“Don’t Steal. The Government Hates Competition.” Possibly my favorite bumper sticker of all time.
Santa Monica is currently experiencing a crime wave of robberies. The way the thieves are operating is to work in a team of three. They break in to a local business through the front glass door, then find their loot, usually cash drawers or in the case of Dagwood’s Pizza on Wilshire, the entire safe.
Most stores have video surveillance these days so there is a video recording of the break ins. Because of this the Santa Monica Triple Threat (as I have dubbed them!) are wearing gray hoodies and sunglasses to hide their faces, Adidas track pants, and gloves. So far I have received reports of four local businesses being plundered in this way.
This is robbery and if you’d like to witness it, you can watch it since Dagwoods posted the break-in video on their Instagram account @DagwoodsPizza. It’s pretty brazen and rather shocking in our little burg to have so bold a crime wave.

» **WORK TO COMPLETE**:
1/ In the post about the Santa Monica robberies, what did the thieves take from Dagwood's Pizza on Wilshire?
2/ List every item of clothing or accessory the thieves wear, according to the post about the Santa Monica robberies.
3/ Shorten the paragraph of the post about the Santa Monica robberies that begins "Most stores have video surveillance" and keep its main facts.
The rows that come after this post play no part in the work.

[Excerpts of pointing data]
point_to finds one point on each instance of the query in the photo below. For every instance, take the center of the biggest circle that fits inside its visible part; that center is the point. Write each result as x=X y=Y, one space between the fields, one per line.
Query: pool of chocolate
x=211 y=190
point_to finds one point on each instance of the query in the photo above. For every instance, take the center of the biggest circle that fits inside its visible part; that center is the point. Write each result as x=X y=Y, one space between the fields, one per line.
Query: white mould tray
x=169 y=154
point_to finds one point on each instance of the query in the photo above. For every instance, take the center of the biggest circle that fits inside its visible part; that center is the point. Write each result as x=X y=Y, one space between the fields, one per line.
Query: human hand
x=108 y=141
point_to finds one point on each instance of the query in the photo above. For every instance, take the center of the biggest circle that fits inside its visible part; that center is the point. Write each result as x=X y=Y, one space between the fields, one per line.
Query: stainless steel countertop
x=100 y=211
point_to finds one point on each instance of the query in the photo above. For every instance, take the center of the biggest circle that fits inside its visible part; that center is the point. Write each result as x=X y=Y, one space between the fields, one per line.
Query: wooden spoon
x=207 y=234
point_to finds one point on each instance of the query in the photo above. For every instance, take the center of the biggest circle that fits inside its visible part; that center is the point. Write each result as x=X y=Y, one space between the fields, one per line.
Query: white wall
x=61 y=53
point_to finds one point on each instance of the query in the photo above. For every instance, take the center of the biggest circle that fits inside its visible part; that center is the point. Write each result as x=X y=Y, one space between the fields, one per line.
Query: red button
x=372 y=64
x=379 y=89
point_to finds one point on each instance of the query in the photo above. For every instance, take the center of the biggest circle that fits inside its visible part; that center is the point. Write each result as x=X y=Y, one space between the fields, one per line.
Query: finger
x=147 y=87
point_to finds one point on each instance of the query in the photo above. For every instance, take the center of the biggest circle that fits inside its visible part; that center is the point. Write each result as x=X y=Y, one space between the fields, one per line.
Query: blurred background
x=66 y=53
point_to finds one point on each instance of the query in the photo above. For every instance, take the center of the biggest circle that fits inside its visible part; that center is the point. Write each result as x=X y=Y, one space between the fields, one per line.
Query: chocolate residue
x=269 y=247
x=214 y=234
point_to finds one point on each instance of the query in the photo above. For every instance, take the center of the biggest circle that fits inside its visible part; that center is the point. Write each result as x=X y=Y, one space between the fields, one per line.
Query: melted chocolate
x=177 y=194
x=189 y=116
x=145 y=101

» **TASK RESULTS**:
1/ The entire safe.

2/ Gray hoodies, sunglasses, Adidas track pants, gloves

3/ Because most stores record video, the thieves, dubbed the Santa Monica Triple Threat, hide their faces with gray hoodies and sunglasses and also wear Adidas track pants and gloves. So far, four local businesses have been reported robbed this way.